◆ **Material provided**:
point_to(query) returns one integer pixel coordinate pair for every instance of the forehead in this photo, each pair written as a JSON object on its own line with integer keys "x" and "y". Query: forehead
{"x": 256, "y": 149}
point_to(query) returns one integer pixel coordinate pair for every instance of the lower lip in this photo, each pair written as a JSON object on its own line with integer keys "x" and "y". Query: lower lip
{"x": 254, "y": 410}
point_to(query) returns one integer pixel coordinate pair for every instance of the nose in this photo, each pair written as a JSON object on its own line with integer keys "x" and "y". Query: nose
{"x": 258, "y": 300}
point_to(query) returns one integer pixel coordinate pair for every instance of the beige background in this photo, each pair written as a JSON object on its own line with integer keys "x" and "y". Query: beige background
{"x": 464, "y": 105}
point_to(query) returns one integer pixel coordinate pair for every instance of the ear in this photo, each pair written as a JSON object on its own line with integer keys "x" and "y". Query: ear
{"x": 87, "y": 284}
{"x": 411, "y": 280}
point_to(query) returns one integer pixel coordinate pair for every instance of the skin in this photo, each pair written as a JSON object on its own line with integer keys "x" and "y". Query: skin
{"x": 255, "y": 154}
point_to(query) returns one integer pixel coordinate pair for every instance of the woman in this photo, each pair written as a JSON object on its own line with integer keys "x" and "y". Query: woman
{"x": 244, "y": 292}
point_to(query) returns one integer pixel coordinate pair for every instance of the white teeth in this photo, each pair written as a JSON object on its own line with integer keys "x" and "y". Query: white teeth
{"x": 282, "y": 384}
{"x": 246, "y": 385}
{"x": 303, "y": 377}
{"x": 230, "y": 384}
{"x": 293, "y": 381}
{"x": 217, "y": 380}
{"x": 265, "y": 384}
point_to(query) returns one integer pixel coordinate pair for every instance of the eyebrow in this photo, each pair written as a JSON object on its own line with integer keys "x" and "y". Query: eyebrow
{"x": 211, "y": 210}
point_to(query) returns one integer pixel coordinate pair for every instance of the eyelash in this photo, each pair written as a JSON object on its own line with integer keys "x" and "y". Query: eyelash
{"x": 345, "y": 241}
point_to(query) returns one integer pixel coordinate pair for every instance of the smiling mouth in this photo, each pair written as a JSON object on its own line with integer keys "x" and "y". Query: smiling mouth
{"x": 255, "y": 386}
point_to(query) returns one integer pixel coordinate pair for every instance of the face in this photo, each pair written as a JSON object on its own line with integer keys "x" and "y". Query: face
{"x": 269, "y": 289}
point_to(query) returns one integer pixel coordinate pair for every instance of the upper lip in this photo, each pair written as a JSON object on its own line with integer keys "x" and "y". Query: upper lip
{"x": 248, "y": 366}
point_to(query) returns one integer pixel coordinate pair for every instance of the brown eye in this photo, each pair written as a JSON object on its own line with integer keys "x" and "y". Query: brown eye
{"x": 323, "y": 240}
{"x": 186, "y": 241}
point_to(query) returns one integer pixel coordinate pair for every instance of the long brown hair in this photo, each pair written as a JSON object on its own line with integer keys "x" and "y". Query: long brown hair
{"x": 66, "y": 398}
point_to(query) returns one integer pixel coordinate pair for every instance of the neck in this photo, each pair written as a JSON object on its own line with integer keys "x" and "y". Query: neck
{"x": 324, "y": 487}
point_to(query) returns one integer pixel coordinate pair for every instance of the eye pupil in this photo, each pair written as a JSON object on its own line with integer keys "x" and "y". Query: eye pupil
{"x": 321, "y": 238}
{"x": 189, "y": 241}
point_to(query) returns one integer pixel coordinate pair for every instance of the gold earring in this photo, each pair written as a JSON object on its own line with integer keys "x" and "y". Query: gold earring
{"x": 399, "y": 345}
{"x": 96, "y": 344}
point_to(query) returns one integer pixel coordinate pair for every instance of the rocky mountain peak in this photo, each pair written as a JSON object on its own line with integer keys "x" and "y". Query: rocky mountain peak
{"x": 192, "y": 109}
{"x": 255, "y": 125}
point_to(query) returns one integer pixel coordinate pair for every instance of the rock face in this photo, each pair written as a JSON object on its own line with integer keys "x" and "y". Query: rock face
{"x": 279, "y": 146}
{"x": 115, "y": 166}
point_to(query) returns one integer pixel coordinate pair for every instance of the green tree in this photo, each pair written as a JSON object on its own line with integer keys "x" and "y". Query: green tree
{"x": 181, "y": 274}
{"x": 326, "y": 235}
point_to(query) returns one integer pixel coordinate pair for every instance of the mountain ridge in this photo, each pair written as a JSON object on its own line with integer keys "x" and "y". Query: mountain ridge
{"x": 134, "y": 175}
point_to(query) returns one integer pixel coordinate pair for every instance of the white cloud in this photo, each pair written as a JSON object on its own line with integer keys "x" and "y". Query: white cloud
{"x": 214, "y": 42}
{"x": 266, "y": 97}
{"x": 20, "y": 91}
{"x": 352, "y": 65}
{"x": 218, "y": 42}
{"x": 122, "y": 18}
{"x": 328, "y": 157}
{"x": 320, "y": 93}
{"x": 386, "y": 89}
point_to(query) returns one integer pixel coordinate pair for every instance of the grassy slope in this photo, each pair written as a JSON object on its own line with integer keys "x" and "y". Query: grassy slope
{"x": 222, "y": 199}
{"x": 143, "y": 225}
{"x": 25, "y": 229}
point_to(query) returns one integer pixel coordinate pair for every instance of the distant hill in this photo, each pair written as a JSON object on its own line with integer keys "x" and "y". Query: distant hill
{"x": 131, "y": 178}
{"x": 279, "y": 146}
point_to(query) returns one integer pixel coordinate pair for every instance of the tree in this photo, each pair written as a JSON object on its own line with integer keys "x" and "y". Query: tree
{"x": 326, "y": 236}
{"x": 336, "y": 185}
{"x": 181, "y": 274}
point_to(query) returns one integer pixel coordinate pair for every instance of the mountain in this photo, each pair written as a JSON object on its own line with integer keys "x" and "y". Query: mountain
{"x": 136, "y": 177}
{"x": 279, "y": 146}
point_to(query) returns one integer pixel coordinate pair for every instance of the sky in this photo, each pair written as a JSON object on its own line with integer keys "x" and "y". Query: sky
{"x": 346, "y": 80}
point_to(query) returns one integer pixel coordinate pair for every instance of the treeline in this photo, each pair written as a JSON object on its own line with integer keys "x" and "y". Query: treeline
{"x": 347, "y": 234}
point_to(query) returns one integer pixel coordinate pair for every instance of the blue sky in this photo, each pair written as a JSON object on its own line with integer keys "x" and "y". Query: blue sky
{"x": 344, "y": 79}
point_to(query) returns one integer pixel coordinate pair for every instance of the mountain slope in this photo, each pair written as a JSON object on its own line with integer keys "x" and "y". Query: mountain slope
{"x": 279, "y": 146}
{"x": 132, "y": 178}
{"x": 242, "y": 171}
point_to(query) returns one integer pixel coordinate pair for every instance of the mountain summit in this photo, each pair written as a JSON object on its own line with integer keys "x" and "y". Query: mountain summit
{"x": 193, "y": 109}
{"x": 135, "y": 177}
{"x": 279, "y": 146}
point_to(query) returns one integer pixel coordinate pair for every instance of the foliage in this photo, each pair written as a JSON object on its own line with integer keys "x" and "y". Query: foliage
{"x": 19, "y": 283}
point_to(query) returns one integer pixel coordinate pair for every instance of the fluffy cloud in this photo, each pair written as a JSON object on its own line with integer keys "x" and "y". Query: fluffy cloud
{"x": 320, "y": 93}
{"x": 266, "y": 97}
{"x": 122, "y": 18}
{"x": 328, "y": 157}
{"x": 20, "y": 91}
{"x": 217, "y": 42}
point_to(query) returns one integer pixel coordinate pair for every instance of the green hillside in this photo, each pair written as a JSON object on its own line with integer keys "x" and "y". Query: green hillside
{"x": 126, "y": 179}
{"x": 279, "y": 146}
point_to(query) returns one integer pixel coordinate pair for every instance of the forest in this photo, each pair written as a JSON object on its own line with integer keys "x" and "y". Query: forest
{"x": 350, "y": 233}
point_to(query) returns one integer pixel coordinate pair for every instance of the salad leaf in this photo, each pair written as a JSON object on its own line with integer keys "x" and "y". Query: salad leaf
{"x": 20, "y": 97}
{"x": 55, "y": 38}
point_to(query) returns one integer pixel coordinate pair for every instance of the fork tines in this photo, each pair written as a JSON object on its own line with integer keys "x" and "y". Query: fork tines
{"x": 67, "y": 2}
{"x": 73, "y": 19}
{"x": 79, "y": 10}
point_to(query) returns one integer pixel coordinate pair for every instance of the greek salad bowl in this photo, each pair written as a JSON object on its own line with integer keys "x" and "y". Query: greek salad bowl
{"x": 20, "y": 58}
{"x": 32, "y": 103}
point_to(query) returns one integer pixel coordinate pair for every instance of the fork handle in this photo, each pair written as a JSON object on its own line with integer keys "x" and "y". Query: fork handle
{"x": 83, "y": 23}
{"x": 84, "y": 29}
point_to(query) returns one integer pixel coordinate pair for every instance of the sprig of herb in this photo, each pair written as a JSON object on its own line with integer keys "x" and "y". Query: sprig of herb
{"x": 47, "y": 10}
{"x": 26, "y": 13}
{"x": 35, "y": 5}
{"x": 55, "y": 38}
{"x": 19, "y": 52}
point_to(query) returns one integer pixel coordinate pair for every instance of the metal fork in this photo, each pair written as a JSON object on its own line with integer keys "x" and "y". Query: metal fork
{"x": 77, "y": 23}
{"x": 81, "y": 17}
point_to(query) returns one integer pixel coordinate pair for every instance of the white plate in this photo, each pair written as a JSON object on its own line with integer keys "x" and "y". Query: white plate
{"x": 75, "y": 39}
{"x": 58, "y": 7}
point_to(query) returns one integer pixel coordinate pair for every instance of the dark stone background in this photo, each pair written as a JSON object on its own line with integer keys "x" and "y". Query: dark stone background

◆ **Work to complete**:
Transcribe, without alteration, the line that contains "Query: fork tines" together with all lines after it in the listing above.

◆ **Response**:
point_to(query) returns one integer pixel coordinate pair for every instance of the fork tines in this photo, each pair written as a JSON object on its own line with integer keys "x" and "y". Query: fork tines
{"x": 67, "y": 2}
{"x": 73, "y": 19}
{"x": 79, "y": 10}
point_to(query) returns one integer pixel coordinate pair for every instance of the greek salad bowl in this photo, each pair written as a JSON object on its own line with integer keys "x" and "y". Query: greek salad bowl
{"x": 20, "y": 58}
{"x": 32, "y": 103}
point_to(query) returns one integer pixel coordinate pair for every instance of the fork handle in this photo, each pair written as a JSON object on its own line with integer keys "x" and "y". Query: fork handle
{"x": 83, "y": 23}
{"x": 84, "y": 29}
point_to(query) returns one integer pixel coordinate pair for every instance of the sprig of herb in this photo, each pair written as a JSON object on its own line with integer keys "x" and "y". Query: sprig of herb
{"x": 47, "y": 10}
{"x": 26, "y": 13}
{"x": 35, "y": 5}
{"x": 55, "y": 38}
{"x": 19, "y": 52}
point_to(query) returns one integer pixel coordinate pair for every instance of the metal fork in this photo, each pair written as a JSON object on its own line with integer keys "x" and "y". Query: metal fork
{"x": 77, "y": 23}
{"x": 81, "y": 17}
point_to(query) returns one integer pixel coordinate pair for every instance of the white plate in this photo, each pair written as a JSON object on its own line with integer keys "x" and "y". Query: white plate
{"x": 75, "y": 39}
{"x": 58, "y": 7}
point_to(query) returns one integer pixel coordinate pair for every instance of the dark stone background in this photo, each pair written as a JSON object on its own line with integer keys "x" and "y". Query: dark stone background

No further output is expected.